§ DIRECTIONS:
Copy word for word the part of the passage on social movements and science between "In the 1970s, a" and "or alternative technology.", inclusive.

§ PROVIDED TEXT:

┏━━

In the 1970s, a range of new social movements, building on these and other sources of inspiration, came to articulate an oppositional, or alternative approach to science and technology (Dickson 1974). The so-called new social movements represented an integrated set of knowledge interests, which combined the critique of Rachel Carson with the liberation dialectics of Marcuse and the direct democracy of the student movement. The new movements involved a fundamental critique of modern science’s exploitative attitude to nature, as well as an alternative organizational ideal—a democratic, or participatory ideal—for the development of knowledge. There were also distinct forms of collective learning in the new social movements of environmentalism and feminism, as well as grass-roots engineering activities that went under the name of appropriate or alternative technology.

4. Social Movements As Cognitive Praxis

On the basis of these historical and contemporary relations between science and social movements, many social movements can be characterized as producers of science (Eyerman and Jamison 1991). The critical ideas and new public arenas that are mobilized by social movements often provide the setting for innovative forms of cognitive praxis, combining alternative worldviews, or cosmological assumptions with alternative organizational and practical–technical criteria. In the case of environmentalism, the cosmology was, to a large extent, the translation of a scientific paradigm into a socioeconomic paradigm; in the 1970s, the holistic concepts of systems ecology were transformed into political programs of social ecology, and an ecological worldview was to govern social and political interactions. Technology was to be developed under the general perspective that ‘small is beautiful’ (in the influential phrase of E. F. Schumacher), and according to the assumption that large-scale, environmentally destructive projects should be opposed and stopped. At the same time, new contexts for education and experimentation and the diffusion of research were created in the form of movement workshops and, in the Netherlands, for example, in the form of science shops, which allowed activist groups to gain access to the scientific expertise at the universities (Irwin 1995).

┗━━

§ GIVEN RECORDS:

┏━━

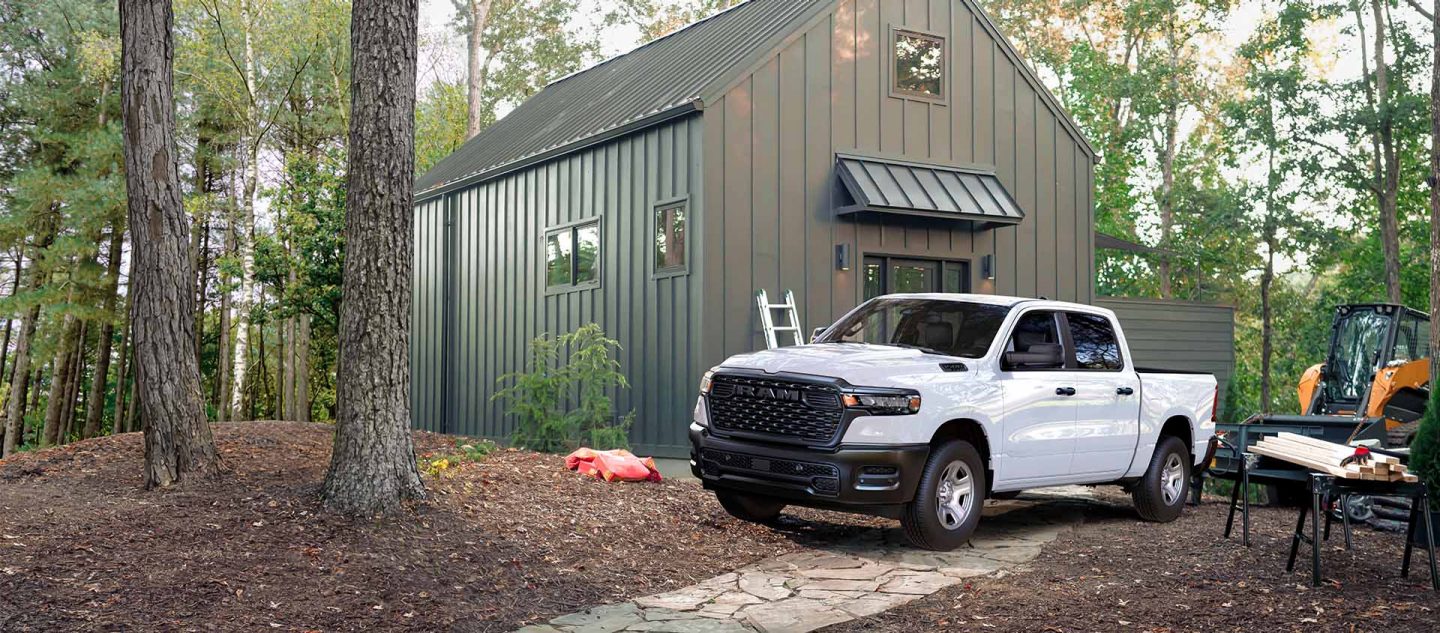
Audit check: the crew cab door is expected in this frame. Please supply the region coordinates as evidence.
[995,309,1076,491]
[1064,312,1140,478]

┗━━
┏━━

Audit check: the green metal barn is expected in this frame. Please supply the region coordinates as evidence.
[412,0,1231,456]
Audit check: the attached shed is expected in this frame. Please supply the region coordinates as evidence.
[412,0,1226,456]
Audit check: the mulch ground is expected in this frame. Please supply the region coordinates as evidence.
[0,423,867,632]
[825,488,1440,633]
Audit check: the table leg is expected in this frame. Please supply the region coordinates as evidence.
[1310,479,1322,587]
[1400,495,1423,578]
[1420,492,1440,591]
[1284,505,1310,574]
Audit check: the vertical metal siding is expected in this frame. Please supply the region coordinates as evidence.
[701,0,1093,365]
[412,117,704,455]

┗━━

§ EXPECTED ANSWER:
In the 1970s, a range of new social movements, building on these and other sources of inspiration, came to articulate an oppositional, or alternative approach to science and technology (Dickson 1974). The so-called new social movements represented an integrated set of knowledge interests, which combined the critique of Rachel Carson with the liberation dialectics of Marcuse and the direct democracy of the student movement. The new movements involved a fundamental critique of modern science’s exploitative attitude to nature, as well as an alternative organizational ideal—a democratic, or participatory ideal—for the development of knowledge. There were also distinct forms of collective learning in the new social movements of environmentalism and feminism, as well as grass-roots engineering activities that went under the name of appropriate or alternative technology.